• **GOAL**:
Go to the line that contains "of the smiling" and extract it along with every line after it, exactly, through the end of the data below.

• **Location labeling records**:
____
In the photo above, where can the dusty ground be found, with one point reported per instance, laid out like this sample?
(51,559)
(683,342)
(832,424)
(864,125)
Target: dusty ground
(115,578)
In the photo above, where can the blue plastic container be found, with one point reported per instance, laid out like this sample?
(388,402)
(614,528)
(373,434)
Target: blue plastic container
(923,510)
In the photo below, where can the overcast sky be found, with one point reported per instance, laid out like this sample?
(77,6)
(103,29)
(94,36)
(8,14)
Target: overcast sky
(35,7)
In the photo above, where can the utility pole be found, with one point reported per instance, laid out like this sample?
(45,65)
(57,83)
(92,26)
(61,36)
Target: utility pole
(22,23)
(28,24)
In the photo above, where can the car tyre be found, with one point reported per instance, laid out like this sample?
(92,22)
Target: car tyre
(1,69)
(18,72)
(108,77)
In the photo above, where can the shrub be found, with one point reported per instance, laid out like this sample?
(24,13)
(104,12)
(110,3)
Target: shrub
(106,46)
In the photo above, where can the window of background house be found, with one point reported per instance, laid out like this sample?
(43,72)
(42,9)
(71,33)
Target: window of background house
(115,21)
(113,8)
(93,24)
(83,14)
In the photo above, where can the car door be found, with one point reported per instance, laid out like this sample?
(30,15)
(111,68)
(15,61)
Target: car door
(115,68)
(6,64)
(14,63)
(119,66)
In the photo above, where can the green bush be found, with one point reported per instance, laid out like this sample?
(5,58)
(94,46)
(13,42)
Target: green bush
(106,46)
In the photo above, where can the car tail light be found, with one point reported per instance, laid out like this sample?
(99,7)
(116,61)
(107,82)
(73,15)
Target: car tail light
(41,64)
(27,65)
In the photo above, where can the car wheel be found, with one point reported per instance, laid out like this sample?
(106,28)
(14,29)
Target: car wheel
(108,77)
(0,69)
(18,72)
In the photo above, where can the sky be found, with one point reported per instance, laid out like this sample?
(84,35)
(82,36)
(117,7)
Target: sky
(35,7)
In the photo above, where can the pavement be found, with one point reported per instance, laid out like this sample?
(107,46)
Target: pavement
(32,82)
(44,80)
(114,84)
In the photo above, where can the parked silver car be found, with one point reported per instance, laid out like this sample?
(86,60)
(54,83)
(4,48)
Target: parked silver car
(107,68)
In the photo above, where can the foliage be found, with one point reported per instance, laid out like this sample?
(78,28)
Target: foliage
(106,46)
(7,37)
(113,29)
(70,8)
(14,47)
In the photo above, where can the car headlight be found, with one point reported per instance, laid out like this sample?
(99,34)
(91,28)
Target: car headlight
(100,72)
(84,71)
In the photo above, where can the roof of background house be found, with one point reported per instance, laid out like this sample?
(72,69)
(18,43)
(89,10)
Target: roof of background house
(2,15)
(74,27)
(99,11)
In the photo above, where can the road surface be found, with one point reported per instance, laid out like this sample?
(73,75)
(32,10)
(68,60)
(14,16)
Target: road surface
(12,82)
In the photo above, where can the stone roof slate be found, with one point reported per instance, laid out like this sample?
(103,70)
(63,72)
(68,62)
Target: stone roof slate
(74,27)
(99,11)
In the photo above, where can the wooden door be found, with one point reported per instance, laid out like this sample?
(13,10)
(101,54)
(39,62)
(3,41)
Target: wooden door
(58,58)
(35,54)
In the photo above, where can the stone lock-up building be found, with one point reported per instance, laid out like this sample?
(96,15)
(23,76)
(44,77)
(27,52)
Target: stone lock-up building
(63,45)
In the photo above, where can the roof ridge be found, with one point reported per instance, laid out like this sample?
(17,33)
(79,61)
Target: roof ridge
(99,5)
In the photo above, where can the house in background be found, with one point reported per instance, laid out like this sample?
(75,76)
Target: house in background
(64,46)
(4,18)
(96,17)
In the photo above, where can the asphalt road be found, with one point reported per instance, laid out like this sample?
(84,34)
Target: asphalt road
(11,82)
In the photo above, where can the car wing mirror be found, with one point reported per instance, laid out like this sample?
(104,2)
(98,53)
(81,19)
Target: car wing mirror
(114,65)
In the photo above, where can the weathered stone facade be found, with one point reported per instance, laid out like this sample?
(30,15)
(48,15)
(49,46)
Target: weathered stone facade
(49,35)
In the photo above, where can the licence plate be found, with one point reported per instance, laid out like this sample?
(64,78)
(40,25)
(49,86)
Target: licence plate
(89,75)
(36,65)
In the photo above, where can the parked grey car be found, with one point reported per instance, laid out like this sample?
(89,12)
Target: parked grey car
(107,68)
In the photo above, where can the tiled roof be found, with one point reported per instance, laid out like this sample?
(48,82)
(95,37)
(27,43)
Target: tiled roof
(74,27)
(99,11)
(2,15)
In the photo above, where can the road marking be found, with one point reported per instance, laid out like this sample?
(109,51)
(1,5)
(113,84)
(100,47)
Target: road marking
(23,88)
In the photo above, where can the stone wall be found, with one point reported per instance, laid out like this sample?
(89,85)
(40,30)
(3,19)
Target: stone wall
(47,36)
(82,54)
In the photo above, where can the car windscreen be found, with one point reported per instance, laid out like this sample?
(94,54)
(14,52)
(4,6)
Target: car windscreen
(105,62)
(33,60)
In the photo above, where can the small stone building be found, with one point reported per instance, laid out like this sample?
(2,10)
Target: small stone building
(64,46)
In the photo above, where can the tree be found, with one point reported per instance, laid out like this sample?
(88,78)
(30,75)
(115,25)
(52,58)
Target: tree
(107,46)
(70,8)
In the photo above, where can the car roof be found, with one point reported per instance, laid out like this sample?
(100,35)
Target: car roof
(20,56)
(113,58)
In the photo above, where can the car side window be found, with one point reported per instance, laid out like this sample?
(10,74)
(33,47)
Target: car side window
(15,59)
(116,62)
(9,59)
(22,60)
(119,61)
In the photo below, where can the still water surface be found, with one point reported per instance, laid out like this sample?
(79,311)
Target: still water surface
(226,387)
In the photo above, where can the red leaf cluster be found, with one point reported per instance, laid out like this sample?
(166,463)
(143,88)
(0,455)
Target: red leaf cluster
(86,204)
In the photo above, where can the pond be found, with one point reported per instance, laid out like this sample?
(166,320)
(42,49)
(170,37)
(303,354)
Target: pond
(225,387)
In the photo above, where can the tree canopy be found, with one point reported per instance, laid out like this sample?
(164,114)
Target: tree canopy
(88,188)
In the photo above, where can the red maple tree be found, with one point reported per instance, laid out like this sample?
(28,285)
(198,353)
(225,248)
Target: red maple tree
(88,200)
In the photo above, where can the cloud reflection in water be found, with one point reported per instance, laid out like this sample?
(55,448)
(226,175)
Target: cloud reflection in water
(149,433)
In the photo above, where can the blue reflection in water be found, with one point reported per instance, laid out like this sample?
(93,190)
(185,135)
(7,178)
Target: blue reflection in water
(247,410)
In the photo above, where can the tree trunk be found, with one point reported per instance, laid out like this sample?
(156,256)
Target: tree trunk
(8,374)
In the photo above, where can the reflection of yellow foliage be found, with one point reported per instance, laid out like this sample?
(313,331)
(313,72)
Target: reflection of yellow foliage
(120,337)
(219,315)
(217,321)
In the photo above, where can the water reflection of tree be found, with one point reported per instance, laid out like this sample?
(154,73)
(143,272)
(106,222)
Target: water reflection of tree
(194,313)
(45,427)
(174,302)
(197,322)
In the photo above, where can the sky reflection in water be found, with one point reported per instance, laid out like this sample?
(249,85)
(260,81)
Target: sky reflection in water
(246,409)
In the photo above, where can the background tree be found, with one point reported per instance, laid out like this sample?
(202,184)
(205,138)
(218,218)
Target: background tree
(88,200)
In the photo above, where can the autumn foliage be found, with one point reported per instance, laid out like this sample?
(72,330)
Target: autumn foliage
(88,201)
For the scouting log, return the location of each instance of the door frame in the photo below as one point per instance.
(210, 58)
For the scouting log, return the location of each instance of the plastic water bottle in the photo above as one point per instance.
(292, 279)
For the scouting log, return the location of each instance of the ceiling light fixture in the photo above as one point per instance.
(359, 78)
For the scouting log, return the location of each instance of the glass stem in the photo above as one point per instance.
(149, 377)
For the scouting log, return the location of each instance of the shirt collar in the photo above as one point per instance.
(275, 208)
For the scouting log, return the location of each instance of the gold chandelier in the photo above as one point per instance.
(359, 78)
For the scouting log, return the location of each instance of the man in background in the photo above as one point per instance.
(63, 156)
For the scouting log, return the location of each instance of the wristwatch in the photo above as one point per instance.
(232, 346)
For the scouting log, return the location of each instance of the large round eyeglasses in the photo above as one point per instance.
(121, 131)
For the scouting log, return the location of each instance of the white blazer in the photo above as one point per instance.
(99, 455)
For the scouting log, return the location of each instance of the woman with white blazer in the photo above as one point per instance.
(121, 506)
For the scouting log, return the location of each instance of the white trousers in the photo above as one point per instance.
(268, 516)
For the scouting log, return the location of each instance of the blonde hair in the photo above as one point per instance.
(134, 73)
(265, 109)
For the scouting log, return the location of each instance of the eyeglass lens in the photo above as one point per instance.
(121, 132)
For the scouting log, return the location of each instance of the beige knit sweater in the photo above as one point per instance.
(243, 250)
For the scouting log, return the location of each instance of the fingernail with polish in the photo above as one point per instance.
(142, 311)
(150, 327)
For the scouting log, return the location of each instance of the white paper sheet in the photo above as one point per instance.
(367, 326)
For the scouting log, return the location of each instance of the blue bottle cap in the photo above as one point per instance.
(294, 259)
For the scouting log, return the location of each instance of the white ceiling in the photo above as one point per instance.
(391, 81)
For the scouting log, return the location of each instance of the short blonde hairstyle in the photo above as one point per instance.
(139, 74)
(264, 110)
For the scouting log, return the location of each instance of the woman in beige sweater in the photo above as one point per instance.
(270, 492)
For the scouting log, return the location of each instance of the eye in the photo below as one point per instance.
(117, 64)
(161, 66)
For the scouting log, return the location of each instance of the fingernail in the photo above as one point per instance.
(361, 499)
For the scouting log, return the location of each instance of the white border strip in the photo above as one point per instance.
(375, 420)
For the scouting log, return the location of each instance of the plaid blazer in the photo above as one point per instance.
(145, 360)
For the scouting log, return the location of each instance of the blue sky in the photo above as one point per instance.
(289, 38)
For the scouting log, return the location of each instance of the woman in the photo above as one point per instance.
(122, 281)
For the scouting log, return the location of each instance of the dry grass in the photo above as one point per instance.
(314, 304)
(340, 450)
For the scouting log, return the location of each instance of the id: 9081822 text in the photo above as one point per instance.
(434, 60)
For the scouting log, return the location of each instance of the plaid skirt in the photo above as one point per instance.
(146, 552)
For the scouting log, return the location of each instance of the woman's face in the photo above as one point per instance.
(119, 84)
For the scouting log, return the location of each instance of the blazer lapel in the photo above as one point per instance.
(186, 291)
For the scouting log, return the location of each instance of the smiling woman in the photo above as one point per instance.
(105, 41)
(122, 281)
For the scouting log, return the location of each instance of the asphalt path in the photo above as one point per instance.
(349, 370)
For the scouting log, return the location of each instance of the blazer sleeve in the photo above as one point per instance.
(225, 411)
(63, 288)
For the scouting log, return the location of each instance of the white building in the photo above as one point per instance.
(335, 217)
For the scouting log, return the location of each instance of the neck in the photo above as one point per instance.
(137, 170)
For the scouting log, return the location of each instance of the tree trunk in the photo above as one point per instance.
____
• **ANSWER TO THIS PROBLEM**:
For the scouting log, return the location of each instance of the smiling woman in the photo above as one point per instance.
(105, 41)
(122, 281)
For the scouting log, return the location of each instance of the asphalt path in the photo above as one point per instance.
(349, 370)
For the scouting log, return the location of each instance of the blazer sleeve in the photo above as one point per instance.
(225, 411)
(63, 288)
For the scouting log, return the location of each instance of the white building in the photo above as one point per instance.
(335, 217)
For the scouting log, return the location of each instance of the neck in the photo above as one point per instance.
(137, 170)
For the scouting log, return the location of each instance of the tree trunk in the photo above as one point per instance.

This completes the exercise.